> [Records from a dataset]
********************
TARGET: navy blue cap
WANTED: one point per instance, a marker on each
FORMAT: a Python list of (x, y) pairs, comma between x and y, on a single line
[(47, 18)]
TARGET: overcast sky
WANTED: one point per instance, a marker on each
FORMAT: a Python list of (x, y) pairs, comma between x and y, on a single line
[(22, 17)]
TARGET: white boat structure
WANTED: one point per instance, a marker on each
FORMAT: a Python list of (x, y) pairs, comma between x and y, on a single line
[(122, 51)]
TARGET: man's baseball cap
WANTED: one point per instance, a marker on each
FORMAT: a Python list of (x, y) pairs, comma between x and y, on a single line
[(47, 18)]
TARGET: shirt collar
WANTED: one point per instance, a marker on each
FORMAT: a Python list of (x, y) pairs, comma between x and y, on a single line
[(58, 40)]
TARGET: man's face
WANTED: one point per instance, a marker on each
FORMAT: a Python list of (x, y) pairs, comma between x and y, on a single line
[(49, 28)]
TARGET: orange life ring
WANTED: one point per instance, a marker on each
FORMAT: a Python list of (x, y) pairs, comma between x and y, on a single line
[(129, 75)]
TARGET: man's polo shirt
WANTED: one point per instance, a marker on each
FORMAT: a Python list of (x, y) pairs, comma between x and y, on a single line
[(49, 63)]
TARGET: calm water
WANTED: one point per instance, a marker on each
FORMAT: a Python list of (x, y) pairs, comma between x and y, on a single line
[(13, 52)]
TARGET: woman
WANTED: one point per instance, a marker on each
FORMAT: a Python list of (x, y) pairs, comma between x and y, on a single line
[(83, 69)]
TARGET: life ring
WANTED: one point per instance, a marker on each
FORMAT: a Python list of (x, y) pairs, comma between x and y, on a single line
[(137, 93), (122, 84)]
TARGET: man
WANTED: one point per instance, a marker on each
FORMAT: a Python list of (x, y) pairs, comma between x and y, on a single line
********************
> [Aim] Format every line of the records above as a Markdown table with the columns "Row" and "Line". Number the rows in order and leave out any blank lines.

> [Full output]
| Row | Line |
|---|---|
| 1 | TARGET: navy blue cap |
| 2 | WANTED: one point per instance, a marker on each |
| 3 | FORMAT: a Python list of (x, y) pairs, comma between x and y, on a single line |
| 4 | [(47, 18)] |
| 5 | TARGET: overcast sky |
| 6 | WANTED: one point per instance, a marker on each |
| 7 | FORMAT: a Python list of (x, y) pairs, comma between x and y, on a single line |
| 8 | [(22, 17)] |
| 9 | TARGET: white boat structure |
| 10 | WANTED: one point per instance, a marker on each |
| 11 | FORMAT: a Python list of (x, y) pairs, comma between x and y, on a single line |
| 12 | [(122, 51)] |
| 13 | TARGET: man's baseball cap |
| 14 | WANTED: one point per instance, a marker on each |
| 15 | FORMAT: a Python list of (x, y) pairs, comma between x and y, on a single line |
| 16 | [(47, 18)] |
| 17 | TARGET: shirt collar |
| 18 | WANTED: one point per instance, a marker on each |
| 19 | FORMAT: a Python list of (x, y) pairs, comma between x and y, on a single line |
| 20 | [(58, 40)] |
| 21 | TARGET: man's face |
| 22 | WANTED: one point per instance, a marker on each |
| 23 | FORMAT: a Python list of (x, y) pairs, comma between x and y, on a single line |
| 24 | [(49, 28)] |
| 25 | TARGET: orange life ring |
| 26 | WANTED: one point per instance, a marker on each |
| 27 | FORMAT: a Python list of (x, y) pairs, comma between x and y, on a single line |
| 28 | [(129, 75)] |
| 29 | TARGET: man's polo shirt |
| 30 | WANTED: one point per instance, a marker on each |
| 31 | FORMAT: a Python list of (x, y) pairs, comma between x and y, on a single line |
| 32 | [(49, 63)] |
| 33 | TARGET: calm water |
| 34 | WANTED: one point per instance, a marker on each |
| 35 | FORMAT: a Python list of (x, y) pairs, comma between x and y, on a single line |
| 36 | [(13, 52)] |
| 37 | TARGET: woman |
| 38 | WANTED: one point per instance, a marker on each |
| 39 | FORMAT: a Python list of (x, y) pairs, comma between x and y, on a single line |
| 40 | [(83, 69)] |
| 41 | TARGET: life ring |
| 42 | WANTED: one point per instance, a marker on each |
| 43 | FORMAT: a Python list of (x, y) pairs, comma between x and y, on a single line |
| 44 | [(137, 93), (122, 84)] |
| 45 | TARGET: man |
| 46 | WANTED: one point per instance, a marker on each |
| 47 | FORMAT: a Python list of (x, y) pairs, comma between x and y, on a single line |